• Exercise material:
* * * *

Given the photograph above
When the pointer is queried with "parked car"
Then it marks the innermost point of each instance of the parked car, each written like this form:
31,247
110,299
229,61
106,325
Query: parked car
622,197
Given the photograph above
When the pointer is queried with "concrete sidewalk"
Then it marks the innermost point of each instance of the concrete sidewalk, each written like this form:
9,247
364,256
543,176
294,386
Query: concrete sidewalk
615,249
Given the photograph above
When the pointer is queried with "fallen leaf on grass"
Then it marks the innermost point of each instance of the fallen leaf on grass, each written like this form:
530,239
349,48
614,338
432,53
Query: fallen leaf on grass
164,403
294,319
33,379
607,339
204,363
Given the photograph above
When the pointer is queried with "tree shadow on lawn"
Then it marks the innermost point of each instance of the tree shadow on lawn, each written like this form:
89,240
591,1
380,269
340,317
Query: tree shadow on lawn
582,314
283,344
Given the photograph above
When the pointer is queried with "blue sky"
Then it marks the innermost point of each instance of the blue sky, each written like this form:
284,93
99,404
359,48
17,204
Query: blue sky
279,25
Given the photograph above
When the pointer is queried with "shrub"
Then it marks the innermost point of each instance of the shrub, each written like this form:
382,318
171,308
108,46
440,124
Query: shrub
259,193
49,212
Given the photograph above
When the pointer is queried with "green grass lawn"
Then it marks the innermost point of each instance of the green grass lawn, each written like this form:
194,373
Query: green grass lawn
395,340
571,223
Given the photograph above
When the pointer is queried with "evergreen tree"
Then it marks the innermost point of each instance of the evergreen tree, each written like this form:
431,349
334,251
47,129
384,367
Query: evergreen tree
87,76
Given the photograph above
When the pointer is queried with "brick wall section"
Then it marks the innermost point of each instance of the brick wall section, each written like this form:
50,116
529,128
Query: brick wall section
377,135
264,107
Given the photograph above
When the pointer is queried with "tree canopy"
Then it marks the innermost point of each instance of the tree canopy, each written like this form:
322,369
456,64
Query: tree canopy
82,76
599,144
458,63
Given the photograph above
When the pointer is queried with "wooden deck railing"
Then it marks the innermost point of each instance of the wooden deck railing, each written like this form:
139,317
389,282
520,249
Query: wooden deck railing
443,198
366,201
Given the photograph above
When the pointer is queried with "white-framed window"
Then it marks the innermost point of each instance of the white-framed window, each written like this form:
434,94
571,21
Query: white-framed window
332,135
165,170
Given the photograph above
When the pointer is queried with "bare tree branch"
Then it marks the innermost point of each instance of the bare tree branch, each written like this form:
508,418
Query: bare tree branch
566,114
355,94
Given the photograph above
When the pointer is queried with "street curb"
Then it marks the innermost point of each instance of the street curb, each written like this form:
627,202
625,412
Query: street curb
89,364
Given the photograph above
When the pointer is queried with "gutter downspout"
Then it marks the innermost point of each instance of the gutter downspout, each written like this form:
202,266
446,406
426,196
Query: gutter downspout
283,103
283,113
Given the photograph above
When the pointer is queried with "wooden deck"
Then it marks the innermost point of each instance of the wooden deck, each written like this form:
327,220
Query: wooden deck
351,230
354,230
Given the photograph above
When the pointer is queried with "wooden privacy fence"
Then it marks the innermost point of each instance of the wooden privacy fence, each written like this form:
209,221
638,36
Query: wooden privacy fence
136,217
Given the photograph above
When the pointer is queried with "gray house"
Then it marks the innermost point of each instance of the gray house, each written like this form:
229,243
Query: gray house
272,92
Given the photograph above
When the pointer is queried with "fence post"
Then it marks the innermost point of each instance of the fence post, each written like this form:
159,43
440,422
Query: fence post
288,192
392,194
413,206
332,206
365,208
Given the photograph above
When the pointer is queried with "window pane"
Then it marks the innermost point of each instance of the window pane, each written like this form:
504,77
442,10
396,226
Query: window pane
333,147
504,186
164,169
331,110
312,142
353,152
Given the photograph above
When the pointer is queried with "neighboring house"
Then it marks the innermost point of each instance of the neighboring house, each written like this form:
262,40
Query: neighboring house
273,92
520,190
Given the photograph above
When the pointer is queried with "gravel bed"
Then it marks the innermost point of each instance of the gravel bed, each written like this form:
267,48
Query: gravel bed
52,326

* * * *

• Task prompt: Reproduce all of the entries verbatim.

• Expected answer:
Given the photograph above
When the pointer is queried with "parked car"
Then it marks the innermost point of each instance of the parked car, each written like this form:
31,247
110,299
229,61
106,325
Query: parked car
622,197
Given the photograph above
When the pointer is queried with "concrete sidewalk"
Then it marks the innermost point of each instance of the concrete sidewalk, each written like this form:
9,247
364,256
543,176
294,386
Query: concrete sidewalk
615,249
Given the photograph above
When the pointer is queried with "fallen leaf on grass"
Then it marks the innermost point of each instance of the fallen leaf on grass, each written like this form:
530,239
349,48
614,338
432,53
Query: fallen leaf on grass
164,403
294,319
33,379
607,339
204,363
Given the photograph above
When the pointer is queried with "tree shadow on lawn"
Then it marks the innermost point of each instance of the tree shadow on lawn, each written like this form:
89,240
591,1
380,269
340,317
Query: tree shadow on lawn
582,314
283,344
Given the photograph above
When the pointer is queried with "blue sky"
Then it marks the innermost point of each instance of the blue sky, each written like this form:
284,93
99,404
359,48
17,204
Query: blue sky
279,25
Given the photograph above
When the pointer is queried with "shrub"
Then it marks the innermost point of each instance of the shrub, each written like this form:
382,318
171,308
108,46
440,124
Query: shrub
259,193
49,212
Given the photograph above
When the pointer is queried with "green grass lawn"
Then it marks the innermost point of each instance of the green grass lawn, each written like this form:
194,373
Query: green grass lawn
395,340
571,223
Given the photograph above
When the pointer is queried with "evergreen tree"
Then it marks the innermost point of each instance of the evergreen tree, each written like this form:
431,349
334,251
47,129
384,367
Query: evergreen tree
87,76
Given the photograph above
When the pointer is queried with "brick wall section"
Then it marks the innermost point of each instance of the brick wall section, each written like this form:
50,116
529,128
Query: brick wall section
377,135
264,107
Given the photograph above
When the pointer is queried with "tree canopy"
Then it marks the innermost point of each instance of the tree canopy, each written like this form:
322,369
456,64
Query: tree canopy
82,76
599,144
458,63
Given the photograph above
When the pointer is queried with "wooden deck railing"
Then it marks the innermost point of each instance of the wooden deck railing, each written like this form:
139,317
389,282
520,249
Query: wooden deck railing
443,198
366,201
Given the photograph above
When the pointer is queried with "white-framed window"
Then it marks the innermost point of each instance of the white-framed window, each written like this form:
434,94
571,21
Query: white-framed window
332,135
165,170
Given the photograph above
When the pointer is queried with "bare tree branch"
Then it marks the innermost point of each instance of the bare tree branch, each written like this form:
508,418
Query: bare tree branch
566,114
355,94
Given the photograph above
When the pointer is queried with "street curb"
Then it marks the innermost point of each instance of the street curb, each written like this form:
627,202
625,412
Query: street curb
89,364
Given the photograph above
When the pointer is queried with "gutter downspout"
Then it marks the innermost point of each instance of the gutter downspout, each written like this form:
202,266
446,406
426,196
Query: gutter downspout
283,103
283,113
Given the photograph above
When the pointer is queried with "wooden deck"
Then it marks the innermost point of each instance of the wooden deck, each written like this form:
327,220
Query: wooden deck
351,230
354,230
Given the photograph above
When the pointer is queried with "wooden privacy fence"
Then it marks the innermost point of each instance of the wooden privacy fence, each written like this form:
209,221
638,36
Query: wooden privacy fence
136,217
Given the photograph above
When the pointer is queried with "gray house"
Then it marks the innermost point of each instance of the gray house, each written like this form:
229,243
Query: gray house
272,92
Given the photograph above
When the pointer is queried with "fence post"
Then it marks the innermost point of each instance of the fence post, each written like this form:
159,43
440,422
Query: fence post
288,192
392,194
413,206
332,206
365,208
Given the photograph above
When the pointer is queried with "window pane"
Then it marks the innermost point of each instance of the window pane, each written like this form:
504,77
442,10
396,226
Query: window pane
333,147
504,186
164,169
331,110
312,142
353,152
Given the photograph above
When the pointer is queried with "neighboring house"
Then it marks the innermost point of each instance of the neighboring house, each written like this form:
262,40
Query: neighboring house
273,92
520,190
Given the photograph above
When the pointer is queried with "gravel bed"
Then it marks the innermost point of each instance of the gravel bed, each written like this form:
267,48
Query: gravel bed
52,326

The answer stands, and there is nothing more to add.